Цели работы:
1 > В каком году поэма А.Кравцова «Бессмертие» вышла отдельным изданием согласно статье о харьковских годах Георгия Шенгели?
2 > Продолжите статью о харьковских годах Георгия Шенгели, начиная сразу после последней приведённой в ней строки.

Выбранный фрагмент:
-.-.-
Харьковские годы Георгия Шенгели (часть 2)

часть 2

Две рукописи Георгия Шенгели из фонда музея относятся к 1943 году, ко времени пребывания его в эвакуации в столице Киргизии городе Фрунзе. Обе рукописи преданы в музей вдовой харьковского поэта А.Ф.Кравцова(1915 -1983) после его смерти. Первая из рукописей - лист стандартного размера, снизу доверху заполненный чёткими, идеально ровными строками письма в ЦК ЛКСМ Киргизии. Послание написано тёмно-лиловыми, близкими к оттенку красного, и до сей поры яркими, чернилами - весьма "пушкинским" по начертанию почерком Шенгели. Это по сути рецензия на рукопись поэмы Александра Кравцова "Бессмертие", посвящённой героической теме краснодонской "Молодой гвардии", и рекомендация этой поэмы к печати.
Документ заверен внизу листа бледной круглой печатью ЦК Киргизского комсомола, и, видимо, сыграл свою роль рекомендации, поскольку поэма А.Кравцова была выпущена в 1944-ом году отдельным изданием, став второй книгой в его писательской биографии после первого сборника стихов 41-го года с характерным для того времени верноподданническим названием "Письмо к Ворошилову" (А.Кравцов был уроженцем Луганска).
Текст второй музейной рукописи Шенгели, меньшего объёма, полагаю, может быть, приведён здесь полностью:
Договор
г.Фрунзе 29/Х - 1943 г.
-.-.-
Исходные данные:

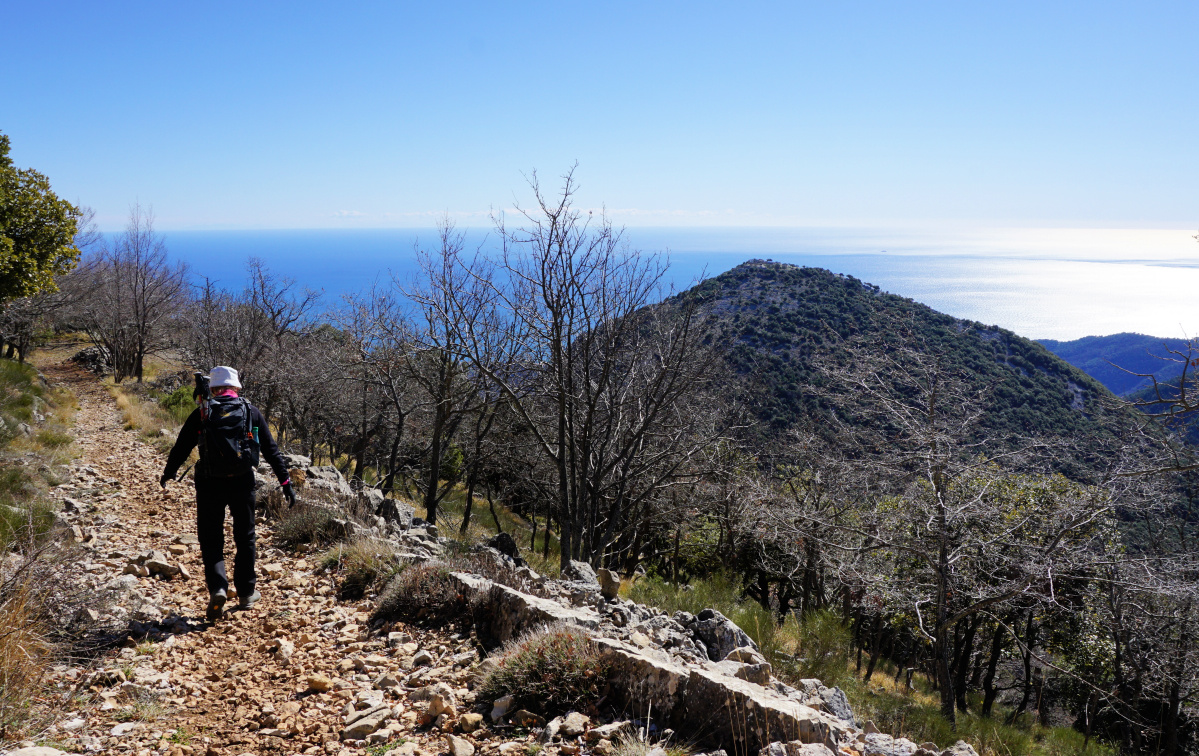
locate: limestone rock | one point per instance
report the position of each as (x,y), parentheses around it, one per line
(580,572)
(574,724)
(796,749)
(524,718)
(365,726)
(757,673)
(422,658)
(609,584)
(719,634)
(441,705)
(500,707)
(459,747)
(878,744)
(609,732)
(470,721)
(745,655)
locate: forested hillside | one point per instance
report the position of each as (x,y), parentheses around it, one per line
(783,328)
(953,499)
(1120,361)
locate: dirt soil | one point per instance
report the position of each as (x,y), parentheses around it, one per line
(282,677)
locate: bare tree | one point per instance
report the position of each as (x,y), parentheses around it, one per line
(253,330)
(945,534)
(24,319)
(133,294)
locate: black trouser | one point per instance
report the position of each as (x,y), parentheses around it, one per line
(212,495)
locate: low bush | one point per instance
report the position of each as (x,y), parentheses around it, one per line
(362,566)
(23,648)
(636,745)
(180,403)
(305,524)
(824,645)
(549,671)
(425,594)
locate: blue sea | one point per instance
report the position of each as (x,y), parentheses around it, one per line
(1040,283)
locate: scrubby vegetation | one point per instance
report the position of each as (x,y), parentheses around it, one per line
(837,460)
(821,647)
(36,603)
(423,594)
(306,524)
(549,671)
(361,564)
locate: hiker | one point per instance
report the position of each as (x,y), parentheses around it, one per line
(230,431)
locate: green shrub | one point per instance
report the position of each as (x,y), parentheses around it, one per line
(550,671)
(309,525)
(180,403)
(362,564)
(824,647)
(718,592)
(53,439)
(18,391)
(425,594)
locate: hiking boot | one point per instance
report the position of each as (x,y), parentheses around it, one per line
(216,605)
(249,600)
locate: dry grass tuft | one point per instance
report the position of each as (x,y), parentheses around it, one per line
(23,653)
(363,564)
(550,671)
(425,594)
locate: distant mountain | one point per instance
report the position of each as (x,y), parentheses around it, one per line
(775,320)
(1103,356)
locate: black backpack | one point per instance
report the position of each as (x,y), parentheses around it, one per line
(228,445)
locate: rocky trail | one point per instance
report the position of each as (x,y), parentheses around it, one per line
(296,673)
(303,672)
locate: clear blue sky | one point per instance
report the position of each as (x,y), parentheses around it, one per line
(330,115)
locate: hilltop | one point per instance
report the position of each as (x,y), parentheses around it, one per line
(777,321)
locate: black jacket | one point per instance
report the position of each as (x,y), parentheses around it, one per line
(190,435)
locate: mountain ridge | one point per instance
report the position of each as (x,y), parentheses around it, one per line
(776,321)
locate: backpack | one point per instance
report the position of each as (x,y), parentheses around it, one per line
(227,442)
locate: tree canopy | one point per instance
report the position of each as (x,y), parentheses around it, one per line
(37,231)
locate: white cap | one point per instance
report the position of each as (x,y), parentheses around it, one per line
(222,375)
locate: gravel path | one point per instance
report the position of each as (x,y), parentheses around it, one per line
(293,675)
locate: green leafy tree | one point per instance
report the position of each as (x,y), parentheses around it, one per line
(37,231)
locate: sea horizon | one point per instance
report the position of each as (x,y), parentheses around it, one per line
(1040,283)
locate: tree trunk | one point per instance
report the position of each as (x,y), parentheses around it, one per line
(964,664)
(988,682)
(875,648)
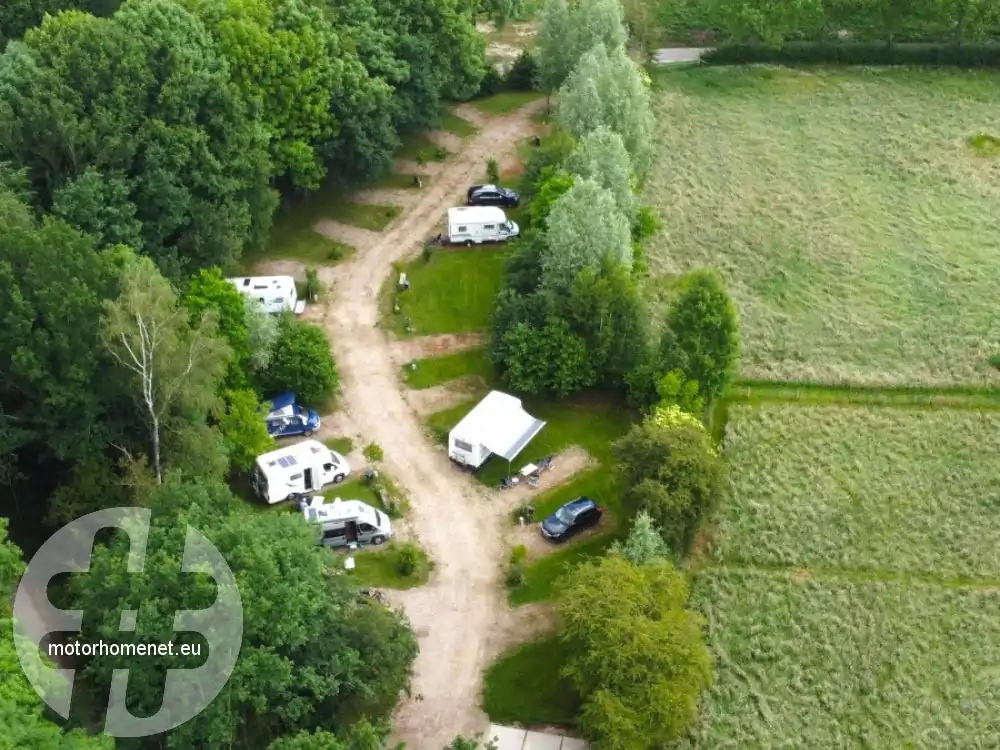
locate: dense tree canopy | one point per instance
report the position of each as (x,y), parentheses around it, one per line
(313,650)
-.-.-
Ожидаемые результаты:
1 > В 1944 году.

2 >
Мы нижеподписавшиеся Шенгели Г.А. и Кравцов А.Ф. заключили договор на следующее:
Шенгели Г.А. и Кравцов А.Ф. берут на себя обязательства в течение года, начиная с ноября 1943 г., по ноябрь 1944 г. изучить следующие языки: Шенгели Г.А. туркменский язык, Кравцов А.Ф. французский язык.
Настоящий договор может быть действительным, если два подписавшие его в течение одного года научатся свободно читать и переводить при помощи словаря. Невыполнение настоящих обязательств будет рассматриваться, как пустые обязательства

Подписи: А.Кравцов
Г.Шенгели

г.Фрунзе 29/Х - 43 г.

Временная ставка Шенгели, Б.Степовая 49

Вряд ли А.Кравцову удалось выполнить взятые на себя в этом договоре обязательства. Во всяком случае его переводы с французского никогда не публиковались. Что же касается Шенгели, то Георгий Аркадьевич сполна оправдал свою подпись, поставленную под договором. В 1945 году был издан его перевод туркменского народного романа "Шасенем И Гариб. Народный Дестан", выполненный совместно с женой Ниной Манухиной. Для Шенгели, конечно же, представлялось намного более реальной задачей исполнить своё обязательство - изучение языков он ощущал с юности как свою внутреннюю потребность, работа с поэзией и прозой на разных языках - воистину дело всей его жизни. Ещё тринадцатилетним мальчиком он начал этот путь с перевода "Аскольдовой могилы" на изучаемый им тогда эсперанто. Дальше больше - объём выполненных им поэтических переводов мировой классики он сам оценивал ещё в статье "О моей работе" 1951-го года в более, чем сто сорок тысяч, строк.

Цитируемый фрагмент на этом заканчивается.